* _Task goal_
Rewrite the items below, changing every "bounding box" to "box coordinates" and leaving everything else the same.
## BEGIN Exercise inputs
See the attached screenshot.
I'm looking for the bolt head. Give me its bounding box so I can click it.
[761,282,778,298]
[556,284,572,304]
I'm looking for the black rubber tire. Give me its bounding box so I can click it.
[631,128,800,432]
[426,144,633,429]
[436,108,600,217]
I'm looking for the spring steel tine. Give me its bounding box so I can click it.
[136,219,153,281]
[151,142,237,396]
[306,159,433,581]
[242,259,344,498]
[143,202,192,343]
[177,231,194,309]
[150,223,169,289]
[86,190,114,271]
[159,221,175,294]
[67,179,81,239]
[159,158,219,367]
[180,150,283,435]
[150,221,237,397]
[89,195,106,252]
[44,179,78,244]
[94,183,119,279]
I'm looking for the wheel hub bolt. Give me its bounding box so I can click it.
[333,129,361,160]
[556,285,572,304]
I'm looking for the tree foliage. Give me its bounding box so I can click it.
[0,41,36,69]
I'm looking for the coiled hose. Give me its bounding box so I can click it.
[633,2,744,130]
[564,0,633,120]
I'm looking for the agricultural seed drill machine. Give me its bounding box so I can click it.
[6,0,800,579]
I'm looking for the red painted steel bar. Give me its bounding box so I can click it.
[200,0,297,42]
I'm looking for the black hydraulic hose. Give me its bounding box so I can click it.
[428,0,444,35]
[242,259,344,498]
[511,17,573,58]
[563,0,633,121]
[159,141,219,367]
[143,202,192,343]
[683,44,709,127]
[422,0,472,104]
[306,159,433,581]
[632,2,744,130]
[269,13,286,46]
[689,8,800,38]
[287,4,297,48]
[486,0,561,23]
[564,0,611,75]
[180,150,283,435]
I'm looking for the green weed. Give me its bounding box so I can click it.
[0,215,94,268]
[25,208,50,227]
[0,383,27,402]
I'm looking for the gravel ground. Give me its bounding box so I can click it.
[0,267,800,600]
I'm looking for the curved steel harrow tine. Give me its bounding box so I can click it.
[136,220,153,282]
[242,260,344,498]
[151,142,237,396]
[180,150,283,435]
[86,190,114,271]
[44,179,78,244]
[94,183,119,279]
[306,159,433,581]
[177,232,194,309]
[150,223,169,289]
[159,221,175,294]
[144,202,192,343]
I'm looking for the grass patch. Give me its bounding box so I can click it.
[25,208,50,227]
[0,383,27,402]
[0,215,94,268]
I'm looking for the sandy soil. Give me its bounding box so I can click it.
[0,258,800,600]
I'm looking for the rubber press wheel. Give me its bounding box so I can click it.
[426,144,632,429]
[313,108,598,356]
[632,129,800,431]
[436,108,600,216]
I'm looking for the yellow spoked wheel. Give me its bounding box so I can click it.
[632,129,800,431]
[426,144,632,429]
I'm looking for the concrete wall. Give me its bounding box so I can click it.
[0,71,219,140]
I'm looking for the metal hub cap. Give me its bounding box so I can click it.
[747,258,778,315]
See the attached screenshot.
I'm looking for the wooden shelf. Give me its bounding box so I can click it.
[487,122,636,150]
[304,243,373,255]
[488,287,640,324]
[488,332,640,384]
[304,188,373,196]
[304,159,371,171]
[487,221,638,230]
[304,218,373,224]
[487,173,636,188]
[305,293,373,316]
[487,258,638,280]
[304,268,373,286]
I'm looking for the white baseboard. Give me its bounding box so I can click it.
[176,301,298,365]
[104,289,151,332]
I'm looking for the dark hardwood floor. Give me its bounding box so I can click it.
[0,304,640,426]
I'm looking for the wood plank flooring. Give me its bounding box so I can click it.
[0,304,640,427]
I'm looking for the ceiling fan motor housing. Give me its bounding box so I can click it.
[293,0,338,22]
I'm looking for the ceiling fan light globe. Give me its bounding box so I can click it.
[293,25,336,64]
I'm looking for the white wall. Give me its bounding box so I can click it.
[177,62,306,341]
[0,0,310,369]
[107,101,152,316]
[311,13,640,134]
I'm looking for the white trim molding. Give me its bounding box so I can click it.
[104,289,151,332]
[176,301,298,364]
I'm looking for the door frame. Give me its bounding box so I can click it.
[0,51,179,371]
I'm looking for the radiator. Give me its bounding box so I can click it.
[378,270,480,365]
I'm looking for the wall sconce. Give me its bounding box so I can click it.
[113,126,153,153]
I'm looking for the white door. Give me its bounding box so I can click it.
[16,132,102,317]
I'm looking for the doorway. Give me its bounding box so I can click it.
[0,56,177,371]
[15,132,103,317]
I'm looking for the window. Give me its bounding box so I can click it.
## END Exercise inputs
* _Correct result_
See the attached screenshot.
I'm looking for the bolt head. Give me its box coordinates so I can click it.
[761,282,778,298]
[556,284,572,304]
I'm looking for the black rubber tire. Give me its box coordinates so I can click it.
[631,128,800,432]
[426,144,633,429]
[436,108,600,217]
I'm looking for the spring steel tine. Give me its box coordinates so I can click it.
[136,219,153,281]
[151,142,237,396]
[306,159,433,581]
[242,259,344,498]
[143,202,192,343]
[177,231,194,309]
[150,223,169,289]
[86,190,114,271]
[159,221,175,294]
[67,179,81,239]
[159,158,219,367]
[180,150,283,435]
[150,221,237,397]
[89,195,106,252]
[44,179,78,244]
[94,183,119,279]
I'm looking for the wheel hub bolt. Give me its box coordinates so I can click it.
[333,129,361,160]
[556,285,572,304]
I'm looking for the tree foliage. Give me its box coordinates so I can click it.
[0,41,36,69]
I'm looking for the coiled hose. Give me its box coordinates so I can click it.
[633,2,744,130]
[564,0,633,120]
I'm looking for the agricultural seed drill machine. Give me its box coordinates so I can click it.
[6,0,800,579]
I'm looking for the red painted steel bar. Give me its box coordinates so I can click it.
[200,0,297,42]
I'm looking for the black hydraulic hose. Give me its box coordinates so I can click it.
[428,0,444,35]
[242,259,344,498]
[511,17,573,58]
[563,0,633,121]
[159,141,219,367]
[143,202,192,343]
[683,44,709,127]
[422,0,472,104]
[306,159,433,581]
[632,2,744,130]
[269,13,286,46]
[689,8,800,38]
[287,4,297,48]
[486,0,561,23]
[564,0,611,75]
[180,150,283,435]
I'm looking for the green weed. Give me its box coordinates so I can click it.
[0,215,94,268]
[25,208,50,227]
[0,383,27,402]
I'm looking for the gravel ground. Give me its box coordinates so I can click it.
[0,267,800,600]
I'm looking for the curved steel harrow tine. Give me its box coordinates so I can click it.
[136,220,153,282]
[242,260,344,498]
[151,142,237,396]
[180,150,283,435]
[86,190,114,271]
[44,179,78,244]
[94,183,119,279]
[306,159,433,581]
[177,232,194,309]
[150,223,169,289]
[159,221,175,294]
[144,202,192,343]
I'm looking for the grass patch. Give me its box coordinates so I can click it.
[25,208,50,227]
[0,383,27,402]
[0,215,94,268]
I'm looking for the sandy soil. Give me its box coordinates so I can click it.
[0,258,800,600]
I'm looking for the rubber press wheel. Give me its box coordinates so I can click it.
[426,144,632,429]
[313,108,598,356]
[632,129,800,431]
[436,108,600,216]
I'm looking for the yellow spoked wheel. Give me its box coordinates so I can click it.
[632,129,800,431]
[426,144,632,429]
I'm looking for the concrete wall. Give me its box coordinates so I can click it.
[0,71,219,140]
I'm looking for the metal hub cap. Give me its box coordinates so I can click it.
[747,258,778,315]
See the attached screenshot.
I'm looking for the wooden shelf. Give me its box coordinates so I can click it.
[487,122,636,150]
[304,243,373,255]
[488,287,640,324]
[488,332,640,384]
[304,188,373,196]
[304,159,371,171]
[487,221,638,230]
[304,218,373,224]
[487,173,636,188]
[305,293,373,316]
[487,258,638,280]
[304,268,373,286]
I'm looking for the white baseboard. Give me its box coordinates so I can click it.
[176,301,298,365]
[104,289,151,332]
I'm looking for the dark hardwood floor. Give me its box coordinates so I can click it.
[0,304,640,426]
I'm looking for the wood plank flooring. Give me its box coordinates so I can click it.
[0,304,640,427]
I'm looking for the ceiling fan motor housing. Give me its box coordinates so I can click it.
[293,0,338,22]
I'm looking for the ceiling fan light globe. Give me its box coordinates so I can click it.
[293,25,336,64]
I'm looking for the white wall. Give me its box coordinates so I can click it.
[177,62,306,341]
[0,0,310,369]
[107,101,152,316]
[311,13,640,134]
I'm looking for the white trim molding. Give me its box coordinates so I can click it.
[104,289,151,332]
[176,301,298,364]
I'm looking for the door frame. Give me its box coordinates so I can click it.
[0,51,179,371]
I'm looking for the radiator. Give me its box coordinates so I can click it.
[378,270,480,365]
I'm looking for the wall sconce. Give me its box coordinates so I can click it.
[113,126,153,153]
I'm looking for the white door. Give me its box coordinates so I can click it.
[16,132,102,317]
I'm looking for the doorway. Give me its box coordinates so I can click it.
[0,56,177,371]
[15,132,103,317]
I'm looking for the window. Give me its box coordinates so I can click it.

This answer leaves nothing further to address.